◆ Goal of the exercise: Some of the lines below need repeating. Reproduce exactly those between the lines holding "Where can the drum lug" and "Where can the dark brown", inclusive.

----------------

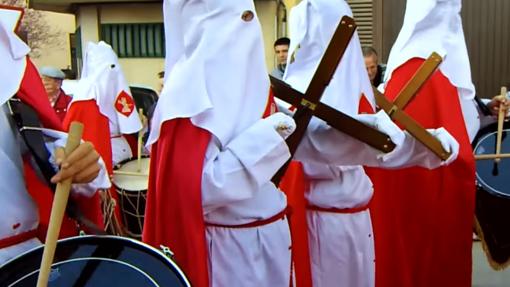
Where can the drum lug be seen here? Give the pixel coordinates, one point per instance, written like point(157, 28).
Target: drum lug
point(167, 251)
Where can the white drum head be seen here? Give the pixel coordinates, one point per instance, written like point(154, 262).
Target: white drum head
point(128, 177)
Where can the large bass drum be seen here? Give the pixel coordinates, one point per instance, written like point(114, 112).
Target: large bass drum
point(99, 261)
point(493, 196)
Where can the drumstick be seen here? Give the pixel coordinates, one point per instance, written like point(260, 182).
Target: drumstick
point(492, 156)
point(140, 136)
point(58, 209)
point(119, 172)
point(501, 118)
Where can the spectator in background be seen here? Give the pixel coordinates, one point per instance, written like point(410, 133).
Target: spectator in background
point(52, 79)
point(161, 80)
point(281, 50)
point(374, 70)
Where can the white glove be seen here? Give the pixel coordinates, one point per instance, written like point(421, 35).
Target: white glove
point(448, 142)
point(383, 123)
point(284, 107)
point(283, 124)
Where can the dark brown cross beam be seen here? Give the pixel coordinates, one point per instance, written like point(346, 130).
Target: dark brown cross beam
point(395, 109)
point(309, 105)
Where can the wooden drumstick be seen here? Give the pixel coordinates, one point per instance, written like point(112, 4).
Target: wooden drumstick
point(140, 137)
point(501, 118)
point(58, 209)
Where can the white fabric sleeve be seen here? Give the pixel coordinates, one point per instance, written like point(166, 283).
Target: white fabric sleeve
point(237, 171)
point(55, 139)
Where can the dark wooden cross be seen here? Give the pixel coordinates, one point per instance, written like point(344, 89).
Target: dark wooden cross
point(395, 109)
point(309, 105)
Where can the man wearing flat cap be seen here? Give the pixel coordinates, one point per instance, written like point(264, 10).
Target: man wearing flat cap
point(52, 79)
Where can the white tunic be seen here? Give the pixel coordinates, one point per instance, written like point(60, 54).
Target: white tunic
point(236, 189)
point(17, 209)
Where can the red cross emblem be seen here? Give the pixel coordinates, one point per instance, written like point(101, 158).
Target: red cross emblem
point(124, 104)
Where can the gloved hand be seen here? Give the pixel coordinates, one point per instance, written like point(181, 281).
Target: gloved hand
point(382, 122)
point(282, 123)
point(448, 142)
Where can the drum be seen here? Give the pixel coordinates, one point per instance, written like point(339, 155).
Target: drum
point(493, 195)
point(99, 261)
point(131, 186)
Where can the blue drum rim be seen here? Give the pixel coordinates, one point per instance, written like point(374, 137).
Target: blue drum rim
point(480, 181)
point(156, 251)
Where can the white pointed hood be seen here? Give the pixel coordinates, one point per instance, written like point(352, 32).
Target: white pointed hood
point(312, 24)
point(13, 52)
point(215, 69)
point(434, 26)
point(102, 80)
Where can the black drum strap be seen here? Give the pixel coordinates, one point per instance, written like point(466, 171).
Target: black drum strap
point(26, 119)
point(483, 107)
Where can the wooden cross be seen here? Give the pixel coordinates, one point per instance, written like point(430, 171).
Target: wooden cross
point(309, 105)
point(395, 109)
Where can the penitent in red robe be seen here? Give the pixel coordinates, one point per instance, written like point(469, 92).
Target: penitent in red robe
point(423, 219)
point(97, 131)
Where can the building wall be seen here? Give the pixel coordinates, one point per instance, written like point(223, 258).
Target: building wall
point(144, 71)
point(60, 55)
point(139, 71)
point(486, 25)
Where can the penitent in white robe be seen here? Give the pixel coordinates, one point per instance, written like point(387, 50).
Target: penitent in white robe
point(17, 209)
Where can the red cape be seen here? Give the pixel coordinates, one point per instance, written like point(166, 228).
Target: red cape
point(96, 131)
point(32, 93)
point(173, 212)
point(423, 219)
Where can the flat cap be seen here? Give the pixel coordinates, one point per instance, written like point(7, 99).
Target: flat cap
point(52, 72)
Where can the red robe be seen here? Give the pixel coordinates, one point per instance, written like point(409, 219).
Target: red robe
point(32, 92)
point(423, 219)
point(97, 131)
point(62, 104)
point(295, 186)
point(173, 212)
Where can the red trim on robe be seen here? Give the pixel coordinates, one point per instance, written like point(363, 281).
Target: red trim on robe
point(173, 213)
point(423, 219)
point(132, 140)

----------------

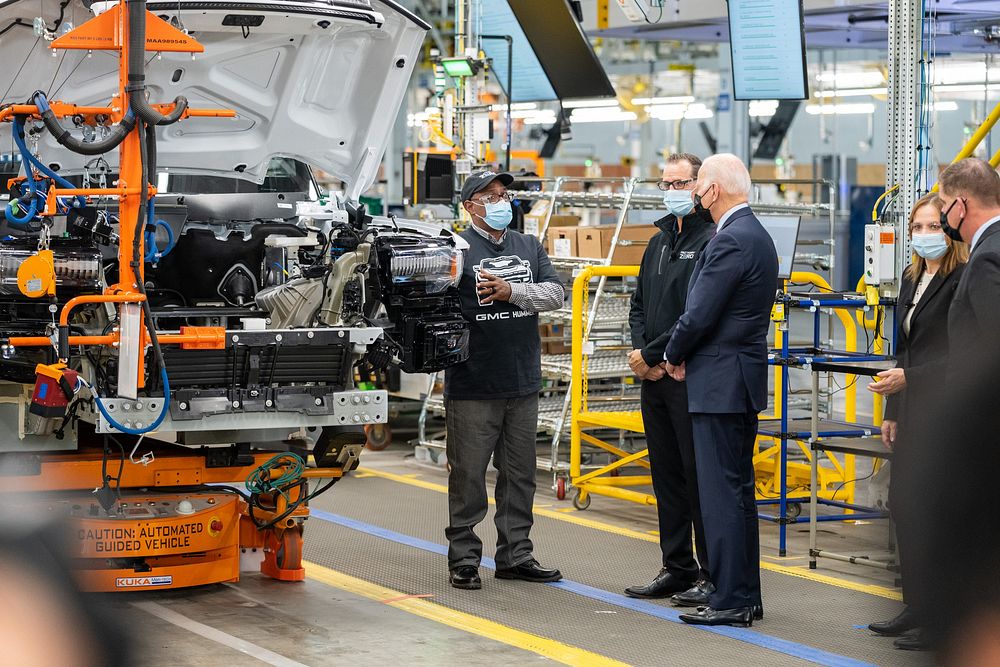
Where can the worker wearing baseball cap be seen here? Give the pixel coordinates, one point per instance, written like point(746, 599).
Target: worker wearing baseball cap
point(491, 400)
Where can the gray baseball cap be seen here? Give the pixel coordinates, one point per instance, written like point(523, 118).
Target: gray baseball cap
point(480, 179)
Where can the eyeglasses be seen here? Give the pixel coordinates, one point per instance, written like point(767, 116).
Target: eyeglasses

----------------

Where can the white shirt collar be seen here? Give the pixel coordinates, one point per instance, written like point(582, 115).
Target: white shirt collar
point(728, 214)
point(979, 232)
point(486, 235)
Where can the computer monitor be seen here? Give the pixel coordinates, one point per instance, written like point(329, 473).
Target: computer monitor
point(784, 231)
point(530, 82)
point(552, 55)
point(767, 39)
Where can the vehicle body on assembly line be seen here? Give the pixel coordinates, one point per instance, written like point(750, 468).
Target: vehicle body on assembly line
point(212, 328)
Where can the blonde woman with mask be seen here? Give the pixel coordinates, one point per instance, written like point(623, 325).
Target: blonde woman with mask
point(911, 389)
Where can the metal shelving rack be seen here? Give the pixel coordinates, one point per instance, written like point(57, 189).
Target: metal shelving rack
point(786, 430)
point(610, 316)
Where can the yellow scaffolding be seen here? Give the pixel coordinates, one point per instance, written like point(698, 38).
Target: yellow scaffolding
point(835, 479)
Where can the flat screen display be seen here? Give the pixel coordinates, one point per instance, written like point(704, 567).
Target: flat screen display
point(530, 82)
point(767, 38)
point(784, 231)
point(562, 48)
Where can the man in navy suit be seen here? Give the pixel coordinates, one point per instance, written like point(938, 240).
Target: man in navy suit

----------------

◆ Result:
Where can the drum lug be seen here? Give the pixel coordinates, one point per instance, written like point(157, 28).
Target: drum lug
point(167, 251)
Where can the white drum head be seen here? Give the pixel coordinates, one point per instance, written like point(154, 262).
Target: white drum head
point(128, 177)
Where can the large bass drum be seen here? Give the pixel coordinates, one point per instance, written like point(114, 112).
Target: large bass drum
point(99, 261)
point(493, 196)
Where can the drumstick be seen here? Give the pixel coordinates, one point per instance, written like point(260, 182).
Target: drumstick
point(492, 156)
point(140, 136)
point(58, 209)
point(119, 172)
point(501, 118)
Where can the spectator in background be seen here? Give the pixel coordinates, one point per instance, written like point(410, 133).
Target: spectator in background
point(52, 79)
point(161, 80)
point(281, 50)
point(374, 70)
Where can the white glove be seen here? Give the pixel coordinates, one point per instance, written like point(421, 35).
Target: white glove
point(448, 142)
point(383, 123)
point(284, 107)
point(283, 124)
Where can the dark brown cross beam be seen here? Give the pixel coordinates, one point per instance, written like point(346, 130).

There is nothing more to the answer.